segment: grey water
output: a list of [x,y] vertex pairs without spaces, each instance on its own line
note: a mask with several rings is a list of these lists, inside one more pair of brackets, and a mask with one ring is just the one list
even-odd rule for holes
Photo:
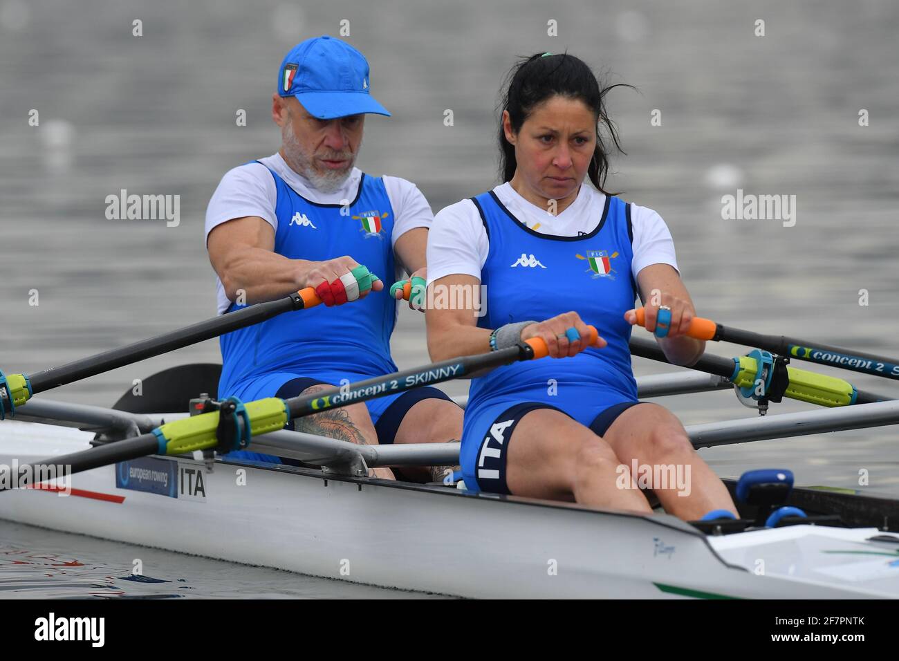
[[[342,21],[393,112],[367,121],[363,170],[415,182],[435,211],[492,187],[504,73],[516,56],[568,50],[637,87],[608,97],[628,152],[610,187],[666,220],[700,315],[899,355],[895,3],[0,0],[0,367],[34,371],[215,313],[209,197],[227,169],[278,148],[270,108],[284,53],[338,36]],[[122,189],[180,195],[180,223],[107,219],[105,198]],[[738,189],[795,195],[795,225],[723,219],[722,196]],[[401,368],[428,362],[423,332],[403,309]],[[207,342],[52,397],[109,406],[135,378],[218,358]],[[672,370],[635,360],[638,376]],[[726,392],[662,403],[687,424],[754,415]],[[800,484],[899,496],[896,442],[884,428],[702,454],[722,476],[789,467]],[[0,523],[0,558],[28,560],[0,563],[0,595],[405,595],[151,550],[165,582],[138,584],[125,580],[133,554],[121,546]]]

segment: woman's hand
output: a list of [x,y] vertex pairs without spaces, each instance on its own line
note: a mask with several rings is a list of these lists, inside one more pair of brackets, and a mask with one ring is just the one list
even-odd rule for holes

• WRITTEN EXERCISE: Reproduce the listing above line for line, without changing any wording, and omit the pictures.

• CORRECT RESULT:
segment: grey water
output: a list of [x,y] vertex pairs without spaces, each instance on its own line
note: a mask with several rings is a list of these lists, inside one more pair of brackets, and a mask with one ring is just the one list
even-odd rule for holes
Photo:
[[[342,21],[393,112],[367,121],[363,170],[415,182],[435,211],[492,187],[504,73],[516,56],[568,50],[637,87],[608,97],[628,152],[610,187],[666,220],[700,315],[899,355],[895,3],[0,0],[0,367],[34,371],[215,313],[209,197],[227,169],[278,148],[270,108],[284,53],[338,36]],[[122,189],[180,195],[180,223],[107,219],[105,198]],[[738,189],[795,195],[795,225],[723,219],[722,196]],[[401,368],[428,362],[423,332],[403,309]],[[207,342],[52,397],[109,406],[135,378],[218,358]],[[672,370],[635,360],[638,376]],[[726,392],[662,403],[687,424],[754,415]],[[800,484],[899,496],[896,442],[884,428],[702,454],[722,476],[789,467]],[[0,523],[0,558],[28,560],[0,563],[0,595],[405,595],[151,550],[165,582],[138,584],[125,580],[133,554],[121,546]]]

segment: woman's hand
output: a list of [x,y] vertex pairs without spaces, each instance on its own line
note: a mask with several rings is a list of these lists, inside one more pair of brackets, and a mask with one ring is just the one list
even-odd rule for holes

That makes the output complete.